▸ **Instrução escrita A**
Transcreva do texto sobre as empresas e os direitos das crianças o trecho que vai desde "Contudo, a época" até "crianças, merecerá atenção.", inclusive.

▸ **Fonte**
+++
A sustentabilidade o consumo e as empresas rivalidade ou simbiose 2

Quando falamos de direitos humanos, em particular, em direitos das crianças, somos confrontados com uma triste realidade: a informação disponível é escassa, não permitindo uma avaliação do real contributo das empresas em relação ao impacto negativo e/ou positivo na proteção e respeito pelos direitos da criança. Também é verdade, que esta circunstância está relacionada com o facto das empresas, de modo geral, terem um conhecimento limitado dos efeitos e das consequências potencialmente marcantes que as suas operações e cadeias de abastecimento podem ter nos direitos e nas vidas das crianças.

Contudo, a época em que as iniciativas voluntárias eram a única forma de incentivar as empresas a respeitar os direitos humanos está a dar lugar ao reconhecimento de que são necessárias novas formas de regulação com força legal, onde a proteção dos direitos humanos e, em particular, os direitos das crianças, merecerá atenção.

Na Europa começam a surgir iniciativas por parte dos Governos de regulação da ação das empresas em matéria de violação dos direitos humanos e eventuais danos ambientais, e exigindo a aplicação do “dever de diligência” obrigatória às empresas. Por sua vez, a União Europeia pretende adotar uma abordagem comum nesta matéria. A proposta de “Diretiva sobre Dever de Diligência das empresas em matéria de sustentabilidade” , apresentada em 23 de fevereiro 2022, tem como objetivo fomentar um comportamento empresarial sustentável e responsável ao longo das cadeias de valor e por todo o mundo. Pretende estabelecer um dever de diligência das empresas no sentido de identificar, prevenir, eliminar, atenuar e responsabilizar pelos impactos adversos nos direitos humanos e no ambiente, tanto nas próprias operações da empresa, como nas suas filiais e nas suas cadeias de valor. Uma das situações de violação dos direitos humanos identificada, é a violação da proibição de trabalho infantil, incluindo situações de escravatura, servidão, trabalhos forçados, prostituição, atividades ilícitas e trabalho que, pela sua natureza ou circunstâncias em que é realizado, é suscetível de prejudicar a saúde, a segurança ou a moral das crianças .

É, por isso, fundamental que a equação “proteção” e “respeito” pelos direitos das crianças seja considerada um investimento para as empresas com benefícios comprovados, como o reforço da reputação da empresa enquanto referência em matéria de cumprimento de normas, a melhoria da gestão do risco, além de uma maior facilidade de contratação de mão-de-obra qualificada e do aumento da satisfação dos trabalhadores e consumidores.

Assim, como podem as empresas compreender o impacto (real e potencial) das suas decisões de investimento e atividades de negócio nos direitos das crianças?
+++
▸ **Linhas a processar**
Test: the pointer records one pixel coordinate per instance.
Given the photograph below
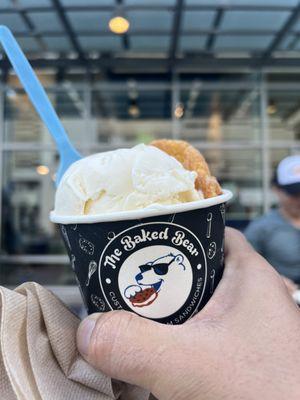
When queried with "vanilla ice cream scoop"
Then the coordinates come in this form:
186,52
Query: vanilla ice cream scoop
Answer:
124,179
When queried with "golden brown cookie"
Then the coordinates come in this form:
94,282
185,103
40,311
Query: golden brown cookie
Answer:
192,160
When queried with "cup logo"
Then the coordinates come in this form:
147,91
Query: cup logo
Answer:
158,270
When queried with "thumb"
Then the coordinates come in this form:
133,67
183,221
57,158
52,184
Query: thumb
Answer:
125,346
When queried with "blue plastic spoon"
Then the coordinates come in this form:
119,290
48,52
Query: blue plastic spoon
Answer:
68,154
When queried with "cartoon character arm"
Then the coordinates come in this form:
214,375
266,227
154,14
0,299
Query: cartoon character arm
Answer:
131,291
+++
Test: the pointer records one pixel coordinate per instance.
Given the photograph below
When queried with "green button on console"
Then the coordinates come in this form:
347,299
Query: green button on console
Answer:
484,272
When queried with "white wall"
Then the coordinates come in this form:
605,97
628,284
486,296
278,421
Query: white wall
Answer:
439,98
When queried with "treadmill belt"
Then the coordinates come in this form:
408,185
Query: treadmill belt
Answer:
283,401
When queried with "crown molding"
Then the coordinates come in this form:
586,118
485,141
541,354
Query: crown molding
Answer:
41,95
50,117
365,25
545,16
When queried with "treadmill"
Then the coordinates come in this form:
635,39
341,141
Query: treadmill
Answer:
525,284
+++
▸ **Instrução escrita B**
Nas linhas a processar, quantas contêm a palavra "thumb", considerando a distinção entre maiúsculas e minúsculas? Responda apenas com o número.

▸ **Resposta correta A**
Contudo, a época em que as iniciativas voluntárias eram a única forma de incentivar as empresas a respeitar os direitos humanos está a dar lugar ao reconhecimento de que são necessárias novas formas de regulação com força legal, onde a proteção dos direitos humanos e, em particular, os direitos das crianças, merecerá atenção.

▸ **Resposta correta B**
2